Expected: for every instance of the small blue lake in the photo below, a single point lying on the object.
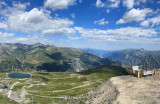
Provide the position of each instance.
(19, 75)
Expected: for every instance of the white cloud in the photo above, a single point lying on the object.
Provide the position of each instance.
(2, 3)
(99, 3)
(128, 3)
(34, 21)
(134, 15)
(80, 1)
(114, 3)
(128, 34)
(108, 11)
(3, 26)
(58, 4)
(59, 32)
(5, 35)
(101, 22)
(155, 21)
(30, 40)
(138, 2)
(73, 15)
(108, 4)
(20, 5)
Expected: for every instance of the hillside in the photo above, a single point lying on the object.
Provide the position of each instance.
(126, 90)
(16, 56)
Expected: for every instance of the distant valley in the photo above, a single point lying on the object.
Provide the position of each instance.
(16, 56)
(127, 57)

····················

** Given instruction **
Reproduce all of the material above with "white cloud" switched to "pale cloud" wherever it occurs and every other word left as it is. Leave out the pictures.

** Result **
Expected: for every instance of the small blue lake in the photo below, a single point lying on the object.
Provide the position of each instance.
(19, 75)
Expected: for every instance of the pale cloud in the photo above, a single point lying on the object.
Provide the position of each instance.
(2, 3)
(99, 3)
(128, 3)
(34, 21)
(134, 15)
(80, 1)
(114, 3)
(128, 34)
(108, 11)
(3, 26)
(58, 4)
(59, 32)
(5, 35)
(101, 22)
(155, 21)
(30, 40)
(138, 2)
(73, 15)
(108, 4)
(20, 5)
Expected: for every instance of the hillside in the photo above, a single point lying on the object.
Provide the position of each instance.
(126, 90)
(16, 56)
Expected: for every instance of the distant valley in the photo above, a single point lying on the object.
Provide the position of each instance.
(16, 56)
(127, 57)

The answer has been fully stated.